# [WHAT TO DO]
Search the listing for the string "Query". Copy every line that has it.
*** Opening of DATA RECORDS ***
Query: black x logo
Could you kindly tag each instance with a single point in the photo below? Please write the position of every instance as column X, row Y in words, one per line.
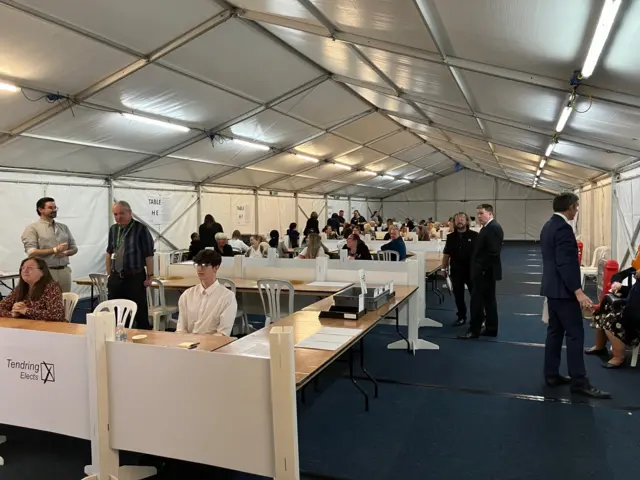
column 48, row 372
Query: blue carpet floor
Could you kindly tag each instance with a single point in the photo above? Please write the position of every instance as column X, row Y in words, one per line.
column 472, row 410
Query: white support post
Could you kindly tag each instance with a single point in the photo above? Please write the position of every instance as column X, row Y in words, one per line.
*** Close of DATA RECORDS ***
*** Opening of DATA RECORDS ***
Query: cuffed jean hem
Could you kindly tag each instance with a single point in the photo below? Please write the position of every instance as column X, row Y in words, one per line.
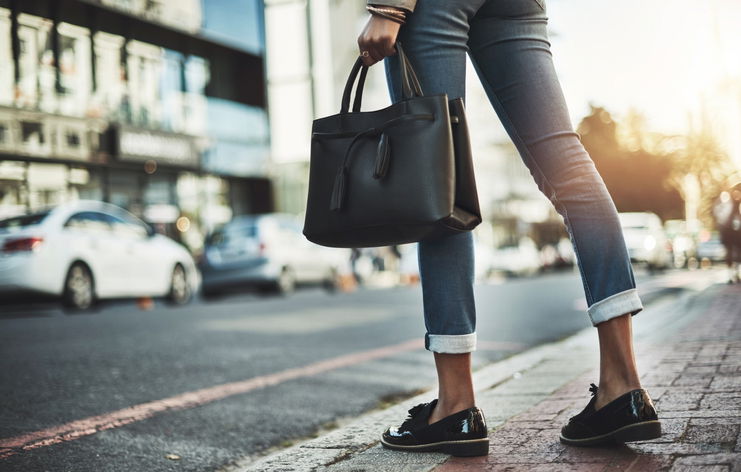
*** Close of DATA RECORDS ***
# [TASK RESPONSE]
Query: black x logo
Query: blue carpet floor
Query: white support post
Query: cuffed jean hem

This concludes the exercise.